Testo di partenza
++++++

Buongiorno a tutti gli affezionati!!
Si sono conclusi da poco i laboratori didattici che, come sapete,
quest’anno erano incentrati sul tema del libro.
La finalità generale del progetto era di far conoscere ai bambini
il libro nei suoi molteplici aspetti e l’obiettivo pratico consisteva nella
realizzazione di un libro all’interno del quale ogni bambino poteva raccontare
e illustrare una propria storia riguardante il tema dell’amicizia.
L’entusiasmo da parte dei bambini è stato grande e i risultati sono
stati notevoli. Il merito è da attribuirsi anche allo spirito di
collaborazione, alla disponibilità e all’accoglienza che le insegnanti hanno
riservato a L’Atelier, tutti aspetti che hanno consentito di ottenere, durante
i laboratori, un clima sereno e nel contempo frizzante.

++++++

Obiettivi
**A.** Traduci in inglese questa frase del testo sui laboratori: "L'entusiasmo da parte dei bambini è stato grande e i risultati sono stati notevoli."
**B.** Calcola quante righe dei record contengono la parola "paper", distinguendo tra maiuscole e minuscole, e riporta soltanto il numero.
Il testo sui laboratori e i record sono materiali distinti, senza legami tra loro.

++++++

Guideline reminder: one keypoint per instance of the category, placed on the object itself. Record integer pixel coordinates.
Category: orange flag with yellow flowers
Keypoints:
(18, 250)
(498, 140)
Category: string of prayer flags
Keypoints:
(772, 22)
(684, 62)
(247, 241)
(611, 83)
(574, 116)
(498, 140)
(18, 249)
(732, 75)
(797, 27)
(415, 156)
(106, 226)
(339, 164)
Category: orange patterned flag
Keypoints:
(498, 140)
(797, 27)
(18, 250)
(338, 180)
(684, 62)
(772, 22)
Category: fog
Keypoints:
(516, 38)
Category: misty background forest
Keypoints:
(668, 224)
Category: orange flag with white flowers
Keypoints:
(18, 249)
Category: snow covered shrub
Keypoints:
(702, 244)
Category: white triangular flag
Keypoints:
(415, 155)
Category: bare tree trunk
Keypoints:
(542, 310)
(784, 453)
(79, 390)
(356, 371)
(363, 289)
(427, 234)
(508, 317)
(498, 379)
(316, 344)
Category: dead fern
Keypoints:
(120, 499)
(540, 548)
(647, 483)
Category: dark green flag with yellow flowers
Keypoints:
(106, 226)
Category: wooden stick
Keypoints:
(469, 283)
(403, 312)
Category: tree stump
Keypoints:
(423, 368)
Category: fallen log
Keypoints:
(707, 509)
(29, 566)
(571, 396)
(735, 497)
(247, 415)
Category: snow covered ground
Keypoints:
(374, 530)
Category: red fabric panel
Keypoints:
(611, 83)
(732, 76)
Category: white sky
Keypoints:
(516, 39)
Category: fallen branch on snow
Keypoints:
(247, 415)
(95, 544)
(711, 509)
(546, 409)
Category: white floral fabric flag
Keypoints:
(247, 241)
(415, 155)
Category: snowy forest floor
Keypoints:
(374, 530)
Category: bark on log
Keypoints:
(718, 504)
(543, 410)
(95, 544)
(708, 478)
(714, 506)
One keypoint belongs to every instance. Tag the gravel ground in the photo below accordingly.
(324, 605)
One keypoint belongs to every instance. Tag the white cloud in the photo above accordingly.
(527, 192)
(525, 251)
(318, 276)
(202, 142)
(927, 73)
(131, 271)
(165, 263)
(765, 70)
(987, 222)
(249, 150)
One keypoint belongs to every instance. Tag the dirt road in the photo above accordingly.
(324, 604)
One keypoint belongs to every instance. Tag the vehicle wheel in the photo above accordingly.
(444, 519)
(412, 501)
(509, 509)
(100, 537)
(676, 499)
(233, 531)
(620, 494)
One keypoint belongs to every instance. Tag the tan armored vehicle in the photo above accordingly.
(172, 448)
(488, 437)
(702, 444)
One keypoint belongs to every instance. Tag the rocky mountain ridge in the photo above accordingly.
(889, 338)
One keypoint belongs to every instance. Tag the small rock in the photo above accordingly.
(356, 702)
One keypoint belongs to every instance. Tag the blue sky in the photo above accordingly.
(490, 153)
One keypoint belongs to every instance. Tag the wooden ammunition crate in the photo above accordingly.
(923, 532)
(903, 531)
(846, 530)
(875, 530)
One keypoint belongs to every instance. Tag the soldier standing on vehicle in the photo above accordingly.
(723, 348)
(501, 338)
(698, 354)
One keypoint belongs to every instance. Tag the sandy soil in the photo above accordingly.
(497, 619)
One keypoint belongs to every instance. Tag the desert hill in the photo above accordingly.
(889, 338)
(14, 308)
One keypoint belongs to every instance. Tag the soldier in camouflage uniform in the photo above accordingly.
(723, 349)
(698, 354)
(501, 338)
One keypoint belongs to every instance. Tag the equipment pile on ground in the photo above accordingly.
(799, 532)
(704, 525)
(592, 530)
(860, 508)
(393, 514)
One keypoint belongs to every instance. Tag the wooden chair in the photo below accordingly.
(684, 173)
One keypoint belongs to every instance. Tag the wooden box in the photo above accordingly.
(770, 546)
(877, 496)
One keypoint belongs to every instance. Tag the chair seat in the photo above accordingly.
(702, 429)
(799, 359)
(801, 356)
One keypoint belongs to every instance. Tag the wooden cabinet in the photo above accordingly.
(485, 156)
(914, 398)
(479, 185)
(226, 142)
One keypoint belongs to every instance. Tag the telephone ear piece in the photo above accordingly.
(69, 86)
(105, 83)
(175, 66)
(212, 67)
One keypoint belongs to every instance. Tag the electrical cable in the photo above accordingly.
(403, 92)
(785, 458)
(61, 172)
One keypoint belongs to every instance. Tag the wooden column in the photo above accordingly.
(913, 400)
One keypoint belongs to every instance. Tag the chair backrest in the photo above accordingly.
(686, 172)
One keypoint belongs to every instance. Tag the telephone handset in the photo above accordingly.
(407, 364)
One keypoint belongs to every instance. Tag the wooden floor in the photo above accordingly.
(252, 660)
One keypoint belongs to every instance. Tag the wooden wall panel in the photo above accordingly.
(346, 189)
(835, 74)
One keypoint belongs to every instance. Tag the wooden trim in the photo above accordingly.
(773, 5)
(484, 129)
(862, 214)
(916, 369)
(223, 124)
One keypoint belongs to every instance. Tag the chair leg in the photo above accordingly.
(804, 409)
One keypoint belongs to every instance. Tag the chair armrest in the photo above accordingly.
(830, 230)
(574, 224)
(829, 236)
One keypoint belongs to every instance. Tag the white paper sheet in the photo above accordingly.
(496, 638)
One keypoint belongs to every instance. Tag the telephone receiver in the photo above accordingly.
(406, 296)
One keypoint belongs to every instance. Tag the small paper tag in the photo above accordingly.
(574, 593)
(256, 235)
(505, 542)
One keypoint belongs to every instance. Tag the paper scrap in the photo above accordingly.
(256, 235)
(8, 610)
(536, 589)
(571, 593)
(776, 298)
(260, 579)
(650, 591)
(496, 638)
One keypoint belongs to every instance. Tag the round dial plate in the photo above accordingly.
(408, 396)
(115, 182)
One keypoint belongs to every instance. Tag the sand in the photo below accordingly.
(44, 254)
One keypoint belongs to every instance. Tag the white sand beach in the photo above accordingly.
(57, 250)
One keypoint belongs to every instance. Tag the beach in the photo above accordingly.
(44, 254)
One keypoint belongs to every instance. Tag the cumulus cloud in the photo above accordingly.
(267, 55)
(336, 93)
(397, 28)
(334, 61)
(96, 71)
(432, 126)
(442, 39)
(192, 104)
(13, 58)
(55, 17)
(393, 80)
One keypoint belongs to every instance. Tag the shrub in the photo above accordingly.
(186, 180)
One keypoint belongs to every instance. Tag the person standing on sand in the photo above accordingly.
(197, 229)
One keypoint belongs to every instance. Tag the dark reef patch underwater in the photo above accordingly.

++++++

Soluzioni svolte
**A.** The children's enthusiasm was great, and the results were remarkable.

**B.** 3